任务说明:
把数据中从含“Reviewer note: check that every instance of the foreground”的行到含“(1212, 337)”的行（两端都包括）之间的内容转换成 JSON 字符串列表，每行一个字符串，空行略去。

所给条目:
★ ★ ★ ★ ★

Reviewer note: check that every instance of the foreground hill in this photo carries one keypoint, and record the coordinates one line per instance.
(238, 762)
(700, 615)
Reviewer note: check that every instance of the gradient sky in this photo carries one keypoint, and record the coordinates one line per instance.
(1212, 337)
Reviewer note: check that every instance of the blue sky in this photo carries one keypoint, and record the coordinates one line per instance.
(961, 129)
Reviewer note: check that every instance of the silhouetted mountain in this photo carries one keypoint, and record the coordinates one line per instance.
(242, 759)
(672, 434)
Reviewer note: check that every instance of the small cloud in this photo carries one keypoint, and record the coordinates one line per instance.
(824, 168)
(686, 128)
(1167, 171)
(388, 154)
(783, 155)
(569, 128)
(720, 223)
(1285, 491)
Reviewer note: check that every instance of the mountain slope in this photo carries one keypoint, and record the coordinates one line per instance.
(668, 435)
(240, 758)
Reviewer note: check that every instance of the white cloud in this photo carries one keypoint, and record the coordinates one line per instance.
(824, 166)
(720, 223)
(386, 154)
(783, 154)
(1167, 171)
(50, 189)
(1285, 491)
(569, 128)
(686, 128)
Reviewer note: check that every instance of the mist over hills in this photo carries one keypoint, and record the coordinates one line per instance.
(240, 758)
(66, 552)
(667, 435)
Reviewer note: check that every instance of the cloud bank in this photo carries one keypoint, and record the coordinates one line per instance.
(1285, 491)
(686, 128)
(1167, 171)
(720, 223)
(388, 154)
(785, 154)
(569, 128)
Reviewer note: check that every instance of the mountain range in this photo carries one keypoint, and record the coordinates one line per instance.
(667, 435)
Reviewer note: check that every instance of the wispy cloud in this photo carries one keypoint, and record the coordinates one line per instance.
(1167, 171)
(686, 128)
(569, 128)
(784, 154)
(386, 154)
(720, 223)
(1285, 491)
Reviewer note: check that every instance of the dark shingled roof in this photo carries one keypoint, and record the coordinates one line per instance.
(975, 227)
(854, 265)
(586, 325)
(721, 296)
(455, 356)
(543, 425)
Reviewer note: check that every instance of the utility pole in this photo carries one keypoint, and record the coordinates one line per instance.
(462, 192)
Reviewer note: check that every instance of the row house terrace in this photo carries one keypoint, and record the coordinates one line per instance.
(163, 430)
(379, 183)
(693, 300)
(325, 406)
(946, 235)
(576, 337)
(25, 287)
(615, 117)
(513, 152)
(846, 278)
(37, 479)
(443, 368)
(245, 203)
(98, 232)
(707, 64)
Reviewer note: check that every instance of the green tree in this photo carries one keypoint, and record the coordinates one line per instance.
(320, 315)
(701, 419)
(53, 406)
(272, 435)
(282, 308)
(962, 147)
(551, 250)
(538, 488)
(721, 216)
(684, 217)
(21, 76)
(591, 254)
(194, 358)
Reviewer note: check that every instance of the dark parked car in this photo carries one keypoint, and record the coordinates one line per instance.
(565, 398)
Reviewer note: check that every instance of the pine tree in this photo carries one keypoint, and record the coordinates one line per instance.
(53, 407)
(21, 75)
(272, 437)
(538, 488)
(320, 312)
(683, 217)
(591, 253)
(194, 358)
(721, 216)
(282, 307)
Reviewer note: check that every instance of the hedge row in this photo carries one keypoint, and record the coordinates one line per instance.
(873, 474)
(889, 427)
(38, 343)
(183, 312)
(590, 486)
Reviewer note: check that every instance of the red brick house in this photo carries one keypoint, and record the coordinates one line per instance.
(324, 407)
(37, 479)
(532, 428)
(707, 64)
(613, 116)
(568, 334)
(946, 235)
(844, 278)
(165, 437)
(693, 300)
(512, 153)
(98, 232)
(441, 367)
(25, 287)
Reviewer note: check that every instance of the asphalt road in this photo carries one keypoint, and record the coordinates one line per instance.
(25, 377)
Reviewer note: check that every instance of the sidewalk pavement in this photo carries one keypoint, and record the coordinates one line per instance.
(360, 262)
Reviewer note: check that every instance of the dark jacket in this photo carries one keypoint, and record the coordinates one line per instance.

★ ★ ★ ★ ★

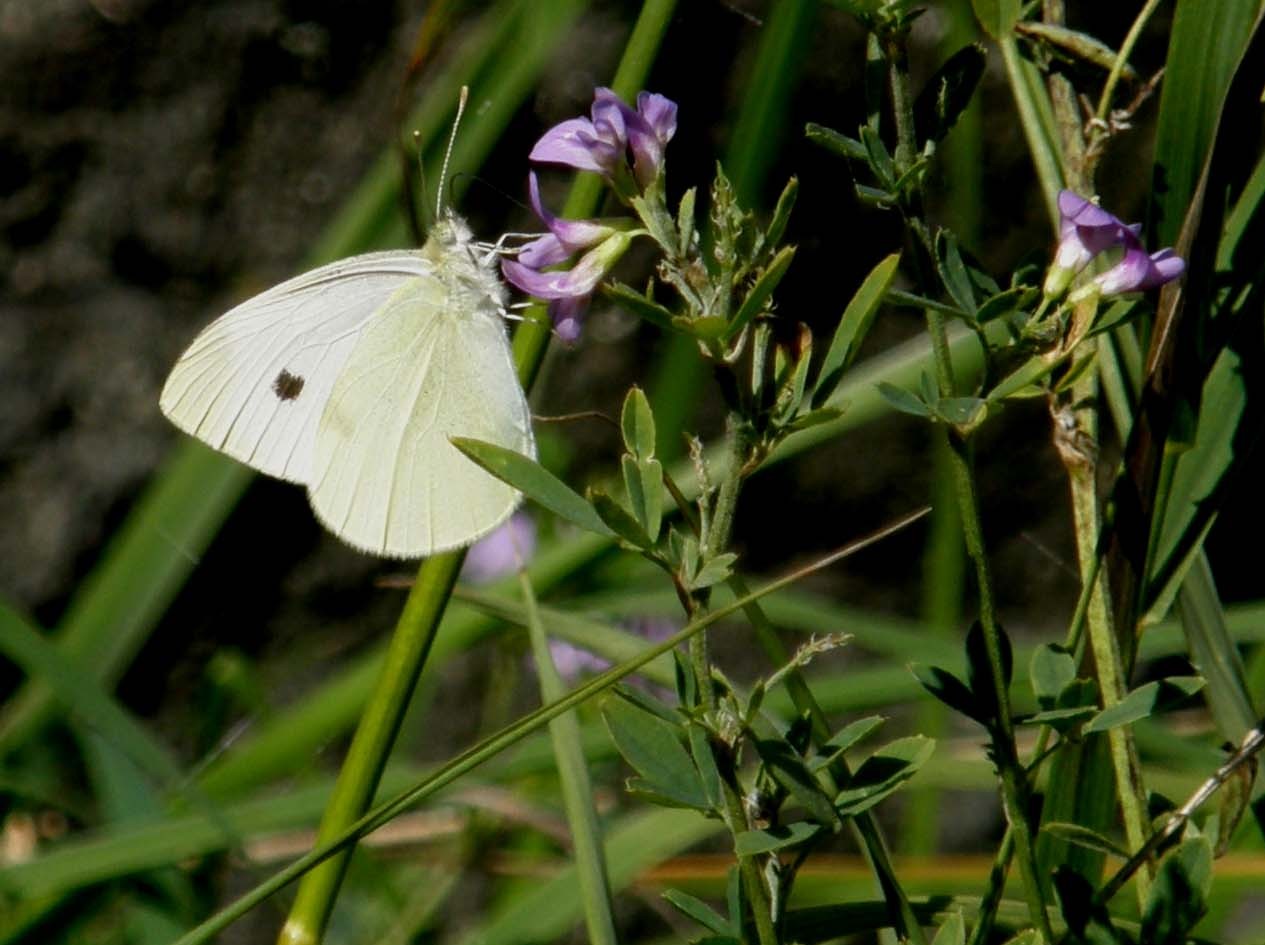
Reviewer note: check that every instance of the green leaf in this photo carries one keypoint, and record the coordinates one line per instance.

★ ★ ★ ★ ★

本题输出:
[
  "Reviewer note: check that every instance of the foreground hill in this photo carries one keypoint, and record the coordinates one line per instance.",
  "(238, 762)",
  "(700, 615)",
  "Reviewer note: check that every instance of the gradient sky in this photo carries one keypoint, and record the coordinates one line per instance.",
  "(1212, 337)"
]